**TASK DETAILS:**
Can you repeat word for word everything from the row containing "Provide the pixel coordinates of one point on the papers" down to the end of the rows, leaving the pictures out?

Object point labels:
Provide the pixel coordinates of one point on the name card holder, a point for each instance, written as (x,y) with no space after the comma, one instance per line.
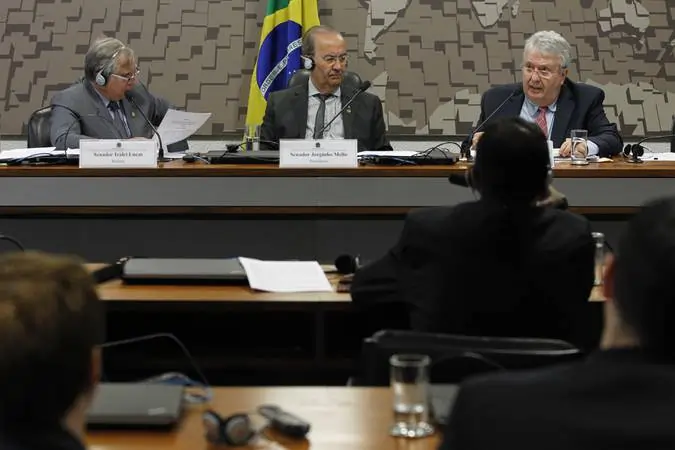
(116,153)
(318,154)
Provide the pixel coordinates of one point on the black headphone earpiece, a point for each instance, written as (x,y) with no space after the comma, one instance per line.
(235,430)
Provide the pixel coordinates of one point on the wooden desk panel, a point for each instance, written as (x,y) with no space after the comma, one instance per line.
(341,418)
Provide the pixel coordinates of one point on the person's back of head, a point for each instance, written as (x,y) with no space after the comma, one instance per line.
(639,282)
(512,162)
(51,322)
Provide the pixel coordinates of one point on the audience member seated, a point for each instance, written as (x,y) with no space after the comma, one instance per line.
(623,395)
(497,266)
(51,322)
(101,100)
(301,112)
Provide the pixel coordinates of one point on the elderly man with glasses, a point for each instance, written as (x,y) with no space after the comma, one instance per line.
(550,99)
(106,103)
(305,111)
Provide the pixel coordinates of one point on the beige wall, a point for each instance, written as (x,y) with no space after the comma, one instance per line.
(428,59)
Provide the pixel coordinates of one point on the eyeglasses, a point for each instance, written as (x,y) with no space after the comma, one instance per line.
(128,77)
(543,72)
(332,59)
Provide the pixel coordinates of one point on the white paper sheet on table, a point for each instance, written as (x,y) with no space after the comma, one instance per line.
(285,276)
(179,125)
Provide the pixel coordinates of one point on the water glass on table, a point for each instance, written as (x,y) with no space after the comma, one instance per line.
(410,390)
(579,150)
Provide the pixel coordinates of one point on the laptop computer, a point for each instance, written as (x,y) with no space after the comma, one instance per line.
(441,399)
(135,405)
(183,271)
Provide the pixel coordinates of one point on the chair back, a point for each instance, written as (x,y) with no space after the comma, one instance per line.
(454,357)
(39,128)
(350,80)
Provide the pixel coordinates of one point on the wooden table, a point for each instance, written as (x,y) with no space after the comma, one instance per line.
(341,418)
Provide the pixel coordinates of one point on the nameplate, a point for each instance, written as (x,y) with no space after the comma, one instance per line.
(322,153)
(115,153)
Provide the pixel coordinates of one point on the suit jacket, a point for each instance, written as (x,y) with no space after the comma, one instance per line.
(580,106)
(286,118)
(616,399)
(472,269)
(95,121)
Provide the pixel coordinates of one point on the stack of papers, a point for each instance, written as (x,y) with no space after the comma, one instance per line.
(285,276)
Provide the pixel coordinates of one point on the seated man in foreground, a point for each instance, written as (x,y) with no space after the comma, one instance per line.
(107,101)
(302,112)
(498,266)
(550,99)
(51,322)
(622,396)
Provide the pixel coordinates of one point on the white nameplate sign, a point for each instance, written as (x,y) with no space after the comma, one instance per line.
(316,154)
(116,153)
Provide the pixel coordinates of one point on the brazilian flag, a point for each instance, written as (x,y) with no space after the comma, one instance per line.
(279,51)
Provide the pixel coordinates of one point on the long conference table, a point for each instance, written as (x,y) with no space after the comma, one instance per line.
(341,418)
(194,209)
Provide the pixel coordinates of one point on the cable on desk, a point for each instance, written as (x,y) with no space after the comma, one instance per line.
(173,377)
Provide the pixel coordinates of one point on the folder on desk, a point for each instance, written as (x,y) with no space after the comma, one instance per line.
(184,271)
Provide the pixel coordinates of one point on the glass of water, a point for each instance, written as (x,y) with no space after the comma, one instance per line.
(252,138)
(410,386)
(579,150)
(599,239)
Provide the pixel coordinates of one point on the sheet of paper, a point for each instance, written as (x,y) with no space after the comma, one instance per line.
(285,276)
(179,125)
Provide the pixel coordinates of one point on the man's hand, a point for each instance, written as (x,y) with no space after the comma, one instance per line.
(475,139)
(581,149)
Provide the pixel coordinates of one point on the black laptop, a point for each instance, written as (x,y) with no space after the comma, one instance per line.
(135,405)
(184,271)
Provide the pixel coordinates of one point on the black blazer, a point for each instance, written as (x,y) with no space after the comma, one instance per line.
(617,399)
(471,270)
(286,118)
(579,107)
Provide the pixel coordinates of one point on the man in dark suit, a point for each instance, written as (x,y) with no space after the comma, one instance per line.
(51,324)
(489,267)
(101,101)
(548,98)
(623,395)
(301,112)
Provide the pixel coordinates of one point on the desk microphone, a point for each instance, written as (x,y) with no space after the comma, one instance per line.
(466,145)
(361,89)
(160,156)
(634,151)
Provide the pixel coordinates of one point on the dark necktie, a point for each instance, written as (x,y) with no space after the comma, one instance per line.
(320,115)
(117,119)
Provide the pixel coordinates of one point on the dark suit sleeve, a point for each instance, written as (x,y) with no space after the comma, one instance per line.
(378,132)
(61,120)
(600,130)
(267,129)
(159,108)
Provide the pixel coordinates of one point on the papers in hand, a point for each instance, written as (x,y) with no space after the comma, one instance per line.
(179,125)
(285,276)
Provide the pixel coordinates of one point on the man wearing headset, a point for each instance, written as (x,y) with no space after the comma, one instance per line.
(301,112)
(497,266)
(99,106)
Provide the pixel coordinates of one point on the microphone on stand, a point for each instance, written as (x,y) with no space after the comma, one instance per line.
(466,145)
(160,155)
(361,89)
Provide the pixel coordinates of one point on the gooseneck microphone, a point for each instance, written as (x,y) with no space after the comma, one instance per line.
(361,89)
(160,156)
(466,145)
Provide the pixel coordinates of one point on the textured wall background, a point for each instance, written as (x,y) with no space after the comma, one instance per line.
(429,60)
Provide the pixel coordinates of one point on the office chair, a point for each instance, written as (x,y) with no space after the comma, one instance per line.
(39,125)
(351,80)
(454,357)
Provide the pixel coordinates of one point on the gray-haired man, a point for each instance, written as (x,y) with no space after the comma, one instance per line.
(550,99)
(101,100)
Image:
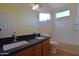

**SOLUTION:**
Provide the pixel coordinates of one point on the papers in hand, a point for each instance, written as (x,y) with no space after the comma, one instance per line.
(179,125)
(285,276)
Provide the pixel coordinates of one point on the man wearing headset, a point for each instance, written as (x,y) with no space after the comma, one instance per line.
(301,112)
(497,266)
(99,106)
Provide the pixel coordinates of one point on the microphone on stand, a point for each instance, written as (x,y) with no space after the comma, one instance per line.
(466,145)
(160,155)
(361,89)
Provide the pixel coordinates of one point on the gooseneck microphone, a point for each instance, written as (x,y) with no space after the comma, one instance per line.
(361,89)
(160,156)
(466,145)
Provide the pixel coordinates of one point on the textured wall background, a point for each instance, written as (x,y) with no space after the comma, one instance per line.
(429,60)
Provide the pixel coordinates of one point on the office chair, a point for each instance, written as (x,y) with no space after the comma, one instance per line.
(39,125)
(351,80)
(454,357)
Provide the pixel coordinates of one point on the gray-haired man, a point for each instance, written as (x,y) with no space after the comma, one instance per line.
(550,99)
(101,100)
Image:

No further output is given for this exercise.